━━━━━ Information supplied

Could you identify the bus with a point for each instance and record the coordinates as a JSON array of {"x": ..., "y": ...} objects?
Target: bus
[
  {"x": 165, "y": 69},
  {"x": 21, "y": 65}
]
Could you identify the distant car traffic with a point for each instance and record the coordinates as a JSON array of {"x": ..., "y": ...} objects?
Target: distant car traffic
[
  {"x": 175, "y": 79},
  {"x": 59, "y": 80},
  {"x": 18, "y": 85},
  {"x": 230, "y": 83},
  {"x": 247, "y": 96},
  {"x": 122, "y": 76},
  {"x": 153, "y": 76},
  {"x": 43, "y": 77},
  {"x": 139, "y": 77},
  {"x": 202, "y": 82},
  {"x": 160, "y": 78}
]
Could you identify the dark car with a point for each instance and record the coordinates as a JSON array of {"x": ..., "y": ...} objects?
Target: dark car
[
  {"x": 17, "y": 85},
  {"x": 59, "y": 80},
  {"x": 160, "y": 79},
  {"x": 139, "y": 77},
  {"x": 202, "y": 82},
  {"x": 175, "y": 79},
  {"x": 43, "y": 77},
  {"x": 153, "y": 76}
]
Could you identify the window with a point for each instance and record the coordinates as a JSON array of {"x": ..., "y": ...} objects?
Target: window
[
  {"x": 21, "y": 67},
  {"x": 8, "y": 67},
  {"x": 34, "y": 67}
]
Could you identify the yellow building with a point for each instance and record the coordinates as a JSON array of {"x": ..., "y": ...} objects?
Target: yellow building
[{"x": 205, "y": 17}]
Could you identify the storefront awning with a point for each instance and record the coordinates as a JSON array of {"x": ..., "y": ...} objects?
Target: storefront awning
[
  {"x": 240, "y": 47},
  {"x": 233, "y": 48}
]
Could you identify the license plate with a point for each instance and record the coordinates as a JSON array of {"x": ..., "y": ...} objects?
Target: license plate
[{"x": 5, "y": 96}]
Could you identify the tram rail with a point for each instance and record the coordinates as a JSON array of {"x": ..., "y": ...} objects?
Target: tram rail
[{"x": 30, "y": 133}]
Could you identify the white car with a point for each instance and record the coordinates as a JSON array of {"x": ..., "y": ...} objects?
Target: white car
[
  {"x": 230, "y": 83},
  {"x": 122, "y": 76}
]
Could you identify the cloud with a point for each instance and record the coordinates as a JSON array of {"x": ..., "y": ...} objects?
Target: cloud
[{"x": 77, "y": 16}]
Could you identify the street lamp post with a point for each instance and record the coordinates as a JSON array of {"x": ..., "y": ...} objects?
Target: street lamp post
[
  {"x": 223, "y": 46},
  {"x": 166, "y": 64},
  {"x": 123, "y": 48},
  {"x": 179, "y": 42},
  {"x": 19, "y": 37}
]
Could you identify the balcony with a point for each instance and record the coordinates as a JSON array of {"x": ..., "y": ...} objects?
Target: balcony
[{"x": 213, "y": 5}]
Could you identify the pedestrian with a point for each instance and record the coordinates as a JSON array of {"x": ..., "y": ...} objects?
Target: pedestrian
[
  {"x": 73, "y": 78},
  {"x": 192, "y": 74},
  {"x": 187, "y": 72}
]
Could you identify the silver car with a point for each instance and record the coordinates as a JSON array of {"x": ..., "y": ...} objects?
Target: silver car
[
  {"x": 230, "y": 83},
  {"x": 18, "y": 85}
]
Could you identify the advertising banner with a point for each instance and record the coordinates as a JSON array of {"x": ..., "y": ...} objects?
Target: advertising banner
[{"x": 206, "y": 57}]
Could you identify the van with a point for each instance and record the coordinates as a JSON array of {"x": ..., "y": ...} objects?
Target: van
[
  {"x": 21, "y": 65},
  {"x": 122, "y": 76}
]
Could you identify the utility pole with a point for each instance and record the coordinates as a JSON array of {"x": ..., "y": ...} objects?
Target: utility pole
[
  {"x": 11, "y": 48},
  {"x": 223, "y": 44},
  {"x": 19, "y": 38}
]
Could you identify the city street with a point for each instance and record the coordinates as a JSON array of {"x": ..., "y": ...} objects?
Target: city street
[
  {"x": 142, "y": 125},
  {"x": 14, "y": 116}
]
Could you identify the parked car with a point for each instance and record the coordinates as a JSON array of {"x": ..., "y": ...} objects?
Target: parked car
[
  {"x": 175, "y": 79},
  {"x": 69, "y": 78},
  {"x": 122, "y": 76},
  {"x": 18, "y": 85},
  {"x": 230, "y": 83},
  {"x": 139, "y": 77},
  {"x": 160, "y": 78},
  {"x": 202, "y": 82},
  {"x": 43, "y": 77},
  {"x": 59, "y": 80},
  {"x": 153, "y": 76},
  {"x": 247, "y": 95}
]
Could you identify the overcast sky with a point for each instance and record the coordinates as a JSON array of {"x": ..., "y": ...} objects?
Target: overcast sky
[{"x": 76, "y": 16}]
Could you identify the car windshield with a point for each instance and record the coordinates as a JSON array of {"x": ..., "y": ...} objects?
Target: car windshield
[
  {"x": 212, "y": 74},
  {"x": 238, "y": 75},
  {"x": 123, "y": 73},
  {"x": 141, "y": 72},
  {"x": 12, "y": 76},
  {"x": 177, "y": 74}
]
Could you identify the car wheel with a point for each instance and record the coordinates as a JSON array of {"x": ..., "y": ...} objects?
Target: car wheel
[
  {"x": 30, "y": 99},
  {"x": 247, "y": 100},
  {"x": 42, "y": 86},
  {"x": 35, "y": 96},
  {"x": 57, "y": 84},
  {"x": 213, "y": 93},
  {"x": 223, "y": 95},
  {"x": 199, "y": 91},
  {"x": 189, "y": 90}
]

━━━━━━━━━━
━━━━━ Information supplied

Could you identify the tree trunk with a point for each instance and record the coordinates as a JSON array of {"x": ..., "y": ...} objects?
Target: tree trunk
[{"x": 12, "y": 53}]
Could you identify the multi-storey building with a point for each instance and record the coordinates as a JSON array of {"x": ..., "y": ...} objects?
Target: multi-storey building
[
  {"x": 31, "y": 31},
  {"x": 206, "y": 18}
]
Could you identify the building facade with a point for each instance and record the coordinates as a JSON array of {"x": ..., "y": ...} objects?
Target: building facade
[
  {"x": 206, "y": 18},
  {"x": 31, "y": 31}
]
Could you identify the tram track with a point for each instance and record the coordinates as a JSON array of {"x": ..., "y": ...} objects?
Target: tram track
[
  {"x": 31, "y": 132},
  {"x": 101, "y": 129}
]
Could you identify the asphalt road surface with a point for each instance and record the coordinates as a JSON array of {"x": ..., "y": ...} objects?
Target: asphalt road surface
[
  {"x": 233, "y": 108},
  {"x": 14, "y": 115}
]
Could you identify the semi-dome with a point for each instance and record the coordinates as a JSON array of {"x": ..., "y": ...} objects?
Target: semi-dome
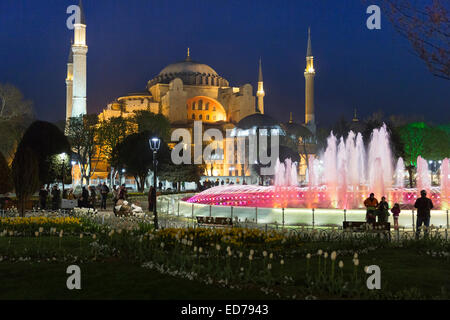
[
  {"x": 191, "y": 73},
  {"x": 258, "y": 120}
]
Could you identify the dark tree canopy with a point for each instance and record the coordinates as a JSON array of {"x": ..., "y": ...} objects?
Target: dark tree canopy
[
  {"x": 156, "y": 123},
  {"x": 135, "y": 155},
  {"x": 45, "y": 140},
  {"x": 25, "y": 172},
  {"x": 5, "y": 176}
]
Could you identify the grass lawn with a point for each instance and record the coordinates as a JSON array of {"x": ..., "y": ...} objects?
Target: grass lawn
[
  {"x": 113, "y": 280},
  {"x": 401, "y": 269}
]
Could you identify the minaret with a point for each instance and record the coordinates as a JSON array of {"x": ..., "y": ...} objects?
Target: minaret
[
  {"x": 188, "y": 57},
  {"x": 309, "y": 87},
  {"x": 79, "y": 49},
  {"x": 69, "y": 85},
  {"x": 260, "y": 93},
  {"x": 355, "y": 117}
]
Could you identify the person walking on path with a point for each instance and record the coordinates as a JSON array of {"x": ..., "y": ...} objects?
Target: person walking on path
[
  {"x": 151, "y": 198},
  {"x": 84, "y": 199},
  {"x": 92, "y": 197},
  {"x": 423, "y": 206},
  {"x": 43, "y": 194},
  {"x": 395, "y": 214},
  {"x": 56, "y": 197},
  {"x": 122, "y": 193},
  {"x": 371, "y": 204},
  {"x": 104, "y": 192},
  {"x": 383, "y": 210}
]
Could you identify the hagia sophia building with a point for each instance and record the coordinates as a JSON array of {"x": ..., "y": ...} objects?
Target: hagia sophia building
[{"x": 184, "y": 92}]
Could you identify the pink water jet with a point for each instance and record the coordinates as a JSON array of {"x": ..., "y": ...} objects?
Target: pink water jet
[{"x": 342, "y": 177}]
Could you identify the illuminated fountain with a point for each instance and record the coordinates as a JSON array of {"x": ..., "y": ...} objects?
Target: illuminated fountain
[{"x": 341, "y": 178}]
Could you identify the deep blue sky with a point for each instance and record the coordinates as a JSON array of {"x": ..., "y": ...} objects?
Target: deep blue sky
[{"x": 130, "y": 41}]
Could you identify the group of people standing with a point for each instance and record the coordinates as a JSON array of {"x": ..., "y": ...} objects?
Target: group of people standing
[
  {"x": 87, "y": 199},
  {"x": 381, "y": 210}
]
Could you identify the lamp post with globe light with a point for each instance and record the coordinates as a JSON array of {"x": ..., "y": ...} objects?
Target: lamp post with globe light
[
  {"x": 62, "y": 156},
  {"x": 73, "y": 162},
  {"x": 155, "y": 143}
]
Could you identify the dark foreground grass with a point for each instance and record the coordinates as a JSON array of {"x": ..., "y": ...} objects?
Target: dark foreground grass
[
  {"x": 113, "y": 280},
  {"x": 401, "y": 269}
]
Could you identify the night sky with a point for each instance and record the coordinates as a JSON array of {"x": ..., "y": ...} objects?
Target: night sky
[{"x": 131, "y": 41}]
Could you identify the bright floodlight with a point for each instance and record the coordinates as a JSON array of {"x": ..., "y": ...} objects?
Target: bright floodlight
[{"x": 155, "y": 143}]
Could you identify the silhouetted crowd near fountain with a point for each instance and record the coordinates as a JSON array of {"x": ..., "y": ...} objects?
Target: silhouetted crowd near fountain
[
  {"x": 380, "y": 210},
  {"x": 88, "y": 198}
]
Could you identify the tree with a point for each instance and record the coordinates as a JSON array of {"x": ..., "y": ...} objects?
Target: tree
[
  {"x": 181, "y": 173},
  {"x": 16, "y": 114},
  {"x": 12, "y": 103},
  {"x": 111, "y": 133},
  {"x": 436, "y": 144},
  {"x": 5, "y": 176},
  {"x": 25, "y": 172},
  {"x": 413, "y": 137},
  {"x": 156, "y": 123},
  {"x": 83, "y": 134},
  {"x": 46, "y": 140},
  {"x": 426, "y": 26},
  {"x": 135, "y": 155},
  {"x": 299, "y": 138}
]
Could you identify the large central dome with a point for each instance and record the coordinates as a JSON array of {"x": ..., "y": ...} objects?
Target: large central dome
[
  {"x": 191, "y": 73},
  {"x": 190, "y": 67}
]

━━━━━━━━━━

Exercise prompt:
Display every line above that contains the word "track", reproducing each such line in full.

Solution to the problem:
Could you identify the tram track with a point for each instance and record the coordinates as a JSON array of {"x": ..., "y": ...} objects?
Target: tram track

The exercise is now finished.